_The problem_:
Collect every line in the data below that contains the string "leafy", with uppercase and lowercase treated as different.
++++
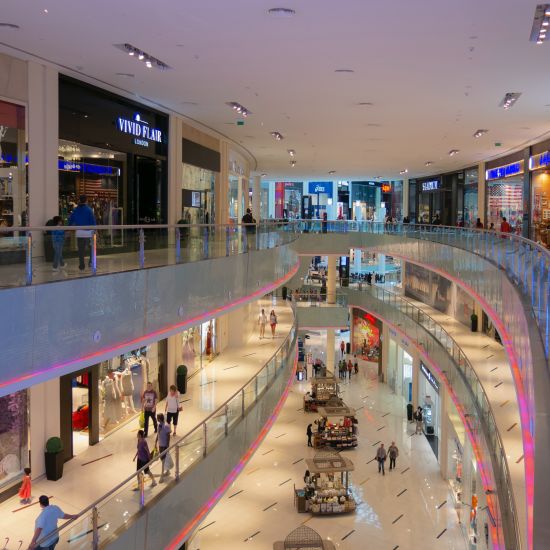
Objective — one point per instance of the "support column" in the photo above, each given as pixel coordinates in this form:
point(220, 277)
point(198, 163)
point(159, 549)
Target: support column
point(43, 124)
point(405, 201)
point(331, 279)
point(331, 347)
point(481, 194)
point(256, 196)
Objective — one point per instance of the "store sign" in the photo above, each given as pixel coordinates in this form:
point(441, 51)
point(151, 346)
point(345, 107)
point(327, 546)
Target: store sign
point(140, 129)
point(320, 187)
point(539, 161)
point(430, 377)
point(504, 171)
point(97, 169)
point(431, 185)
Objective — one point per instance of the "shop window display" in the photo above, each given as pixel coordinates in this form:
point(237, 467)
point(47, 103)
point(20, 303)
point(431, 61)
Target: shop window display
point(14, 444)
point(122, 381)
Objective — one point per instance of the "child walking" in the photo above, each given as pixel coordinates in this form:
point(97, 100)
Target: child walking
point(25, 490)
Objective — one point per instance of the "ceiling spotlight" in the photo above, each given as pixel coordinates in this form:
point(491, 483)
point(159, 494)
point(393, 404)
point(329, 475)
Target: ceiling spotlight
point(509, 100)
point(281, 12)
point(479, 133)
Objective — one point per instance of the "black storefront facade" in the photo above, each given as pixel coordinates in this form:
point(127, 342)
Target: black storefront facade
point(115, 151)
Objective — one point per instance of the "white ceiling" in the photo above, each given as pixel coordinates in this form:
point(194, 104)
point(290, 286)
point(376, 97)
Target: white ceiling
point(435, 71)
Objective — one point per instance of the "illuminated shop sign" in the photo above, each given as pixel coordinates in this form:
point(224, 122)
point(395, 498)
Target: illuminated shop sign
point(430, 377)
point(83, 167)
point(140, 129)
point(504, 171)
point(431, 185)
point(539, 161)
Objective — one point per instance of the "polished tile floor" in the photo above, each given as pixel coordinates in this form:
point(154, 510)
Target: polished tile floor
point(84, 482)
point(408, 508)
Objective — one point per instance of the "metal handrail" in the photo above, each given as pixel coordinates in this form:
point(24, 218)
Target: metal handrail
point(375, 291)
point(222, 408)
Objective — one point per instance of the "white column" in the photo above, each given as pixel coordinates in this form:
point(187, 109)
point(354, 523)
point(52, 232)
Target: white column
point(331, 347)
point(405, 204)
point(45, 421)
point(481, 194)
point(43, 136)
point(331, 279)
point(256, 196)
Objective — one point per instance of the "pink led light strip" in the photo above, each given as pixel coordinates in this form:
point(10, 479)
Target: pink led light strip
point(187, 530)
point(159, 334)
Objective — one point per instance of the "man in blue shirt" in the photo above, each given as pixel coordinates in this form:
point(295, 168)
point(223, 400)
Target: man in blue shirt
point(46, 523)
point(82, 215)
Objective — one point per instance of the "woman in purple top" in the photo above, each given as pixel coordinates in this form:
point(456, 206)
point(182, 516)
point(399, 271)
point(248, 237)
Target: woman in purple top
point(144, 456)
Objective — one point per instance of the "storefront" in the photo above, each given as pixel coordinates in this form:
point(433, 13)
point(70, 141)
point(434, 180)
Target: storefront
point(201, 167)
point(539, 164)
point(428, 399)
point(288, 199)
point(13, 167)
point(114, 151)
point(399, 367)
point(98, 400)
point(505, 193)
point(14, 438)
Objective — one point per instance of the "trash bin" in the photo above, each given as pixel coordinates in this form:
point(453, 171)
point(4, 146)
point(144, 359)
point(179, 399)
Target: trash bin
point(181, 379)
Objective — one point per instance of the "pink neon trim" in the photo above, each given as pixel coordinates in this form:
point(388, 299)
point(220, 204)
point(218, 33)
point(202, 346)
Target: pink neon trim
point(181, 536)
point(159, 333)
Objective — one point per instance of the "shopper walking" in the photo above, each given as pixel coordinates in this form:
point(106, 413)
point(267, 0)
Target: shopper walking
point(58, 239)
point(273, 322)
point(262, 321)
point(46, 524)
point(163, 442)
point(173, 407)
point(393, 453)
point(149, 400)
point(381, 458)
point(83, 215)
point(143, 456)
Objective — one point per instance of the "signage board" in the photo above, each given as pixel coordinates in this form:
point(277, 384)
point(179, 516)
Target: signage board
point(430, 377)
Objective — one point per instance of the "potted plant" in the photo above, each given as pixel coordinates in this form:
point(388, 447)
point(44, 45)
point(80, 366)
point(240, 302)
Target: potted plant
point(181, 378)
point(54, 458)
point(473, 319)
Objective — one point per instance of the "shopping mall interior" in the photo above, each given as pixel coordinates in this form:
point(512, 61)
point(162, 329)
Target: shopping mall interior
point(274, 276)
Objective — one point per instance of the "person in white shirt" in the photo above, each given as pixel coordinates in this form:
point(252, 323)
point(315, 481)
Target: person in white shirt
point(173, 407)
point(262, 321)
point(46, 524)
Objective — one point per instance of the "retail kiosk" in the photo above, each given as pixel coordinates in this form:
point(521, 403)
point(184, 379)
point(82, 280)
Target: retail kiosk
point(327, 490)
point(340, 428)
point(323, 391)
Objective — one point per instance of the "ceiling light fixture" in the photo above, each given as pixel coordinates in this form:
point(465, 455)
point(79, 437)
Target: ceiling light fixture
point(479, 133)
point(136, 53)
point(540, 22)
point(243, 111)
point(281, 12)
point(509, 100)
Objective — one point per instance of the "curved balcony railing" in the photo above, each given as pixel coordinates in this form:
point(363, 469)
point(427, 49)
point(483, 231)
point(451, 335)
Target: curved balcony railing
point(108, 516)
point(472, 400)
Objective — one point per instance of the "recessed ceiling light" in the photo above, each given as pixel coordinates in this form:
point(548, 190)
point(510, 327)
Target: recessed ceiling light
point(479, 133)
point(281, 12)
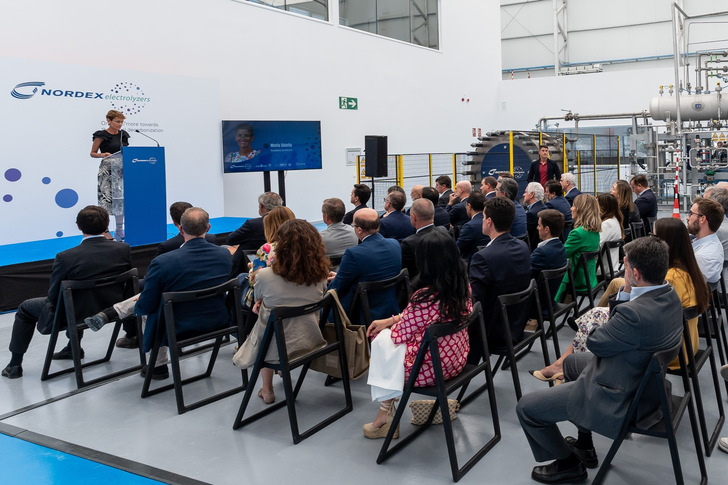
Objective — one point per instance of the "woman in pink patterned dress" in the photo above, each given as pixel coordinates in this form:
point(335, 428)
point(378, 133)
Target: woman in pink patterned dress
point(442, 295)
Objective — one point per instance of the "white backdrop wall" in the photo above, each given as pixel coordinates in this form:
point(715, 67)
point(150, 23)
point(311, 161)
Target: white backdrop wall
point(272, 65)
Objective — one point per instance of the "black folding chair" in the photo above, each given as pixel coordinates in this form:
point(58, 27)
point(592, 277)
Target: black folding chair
++++
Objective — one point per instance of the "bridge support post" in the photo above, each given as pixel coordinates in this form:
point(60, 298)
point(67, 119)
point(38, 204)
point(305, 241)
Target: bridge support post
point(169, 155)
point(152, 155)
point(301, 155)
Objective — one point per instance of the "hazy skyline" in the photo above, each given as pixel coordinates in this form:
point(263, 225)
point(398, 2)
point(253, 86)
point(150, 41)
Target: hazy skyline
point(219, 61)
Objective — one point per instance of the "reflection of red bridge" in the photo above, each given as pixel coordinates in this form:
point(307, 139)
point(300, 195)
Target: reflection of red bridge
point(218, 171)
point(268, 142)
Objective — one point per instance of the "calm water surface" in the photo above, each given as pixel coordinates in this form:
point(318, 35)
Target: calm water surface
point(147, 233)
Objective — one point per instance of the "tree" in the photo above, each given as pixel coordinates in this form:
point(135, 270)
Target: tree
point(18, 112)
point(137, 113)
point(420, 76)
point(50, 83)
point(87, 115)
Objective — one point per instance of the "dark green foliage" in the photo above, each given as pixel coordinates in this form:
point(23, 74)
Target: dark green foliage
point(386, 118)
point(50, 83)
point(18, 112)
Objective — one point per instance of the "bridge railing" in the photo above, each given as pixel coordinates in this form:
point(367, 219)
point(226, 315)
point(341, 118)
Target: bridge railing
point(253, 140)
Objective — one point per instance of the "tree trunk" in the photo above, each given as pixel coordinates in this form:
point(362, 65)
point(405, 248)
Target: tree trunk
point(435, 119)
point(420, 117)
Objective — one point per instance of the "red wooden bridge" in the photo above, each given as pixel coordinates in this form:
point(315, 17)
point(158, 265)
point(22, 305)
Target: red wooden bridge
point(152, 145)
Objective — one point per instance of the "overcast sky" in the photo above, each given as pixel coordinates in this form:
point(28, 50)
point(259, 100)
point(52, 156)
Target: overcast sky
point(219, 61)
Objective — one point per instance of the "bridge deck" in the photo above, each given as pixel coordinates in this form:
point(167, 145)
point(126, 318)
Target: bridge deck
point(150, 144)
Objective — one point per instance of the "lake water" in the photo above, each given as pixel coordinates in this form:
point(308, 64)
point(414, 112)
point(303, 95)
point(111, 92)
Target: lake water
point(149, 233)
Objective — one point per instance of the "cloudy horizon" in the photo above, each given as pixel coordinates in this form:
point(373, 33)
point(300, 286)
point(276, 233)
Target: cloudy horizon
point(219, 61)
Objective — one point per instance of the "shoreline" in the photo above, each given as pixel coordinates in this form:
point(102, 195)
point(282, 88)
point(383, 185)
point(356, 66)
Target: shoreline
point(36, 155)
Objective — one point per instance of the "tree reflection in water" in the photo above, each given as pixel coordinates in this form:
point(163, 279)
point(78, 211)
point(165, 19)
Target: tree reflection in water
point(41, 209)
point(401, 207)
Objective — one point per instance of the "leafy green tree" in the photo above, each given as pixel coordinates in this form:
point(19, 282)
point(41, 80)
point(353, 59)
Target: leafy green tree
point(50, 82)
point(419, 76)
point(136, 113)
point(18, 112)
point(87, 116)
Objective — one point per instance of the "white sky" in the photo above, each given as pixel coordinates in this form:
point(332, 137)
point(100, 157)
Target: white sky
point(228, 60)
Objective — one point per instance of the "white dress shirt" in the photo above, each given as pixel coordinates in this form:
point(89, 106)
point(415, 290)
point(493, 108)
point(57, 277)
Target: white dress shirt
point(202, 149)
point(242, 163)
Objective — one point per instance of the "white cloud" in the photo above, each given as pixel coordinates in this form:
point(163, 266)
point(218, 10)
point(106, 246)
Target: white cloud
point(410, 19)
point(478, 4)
++++
_Finished task_:
Objective — one point per instance of the "leafy green tree" in the photo above, each given as pixel coordinates in this form:
Target: leafy green tree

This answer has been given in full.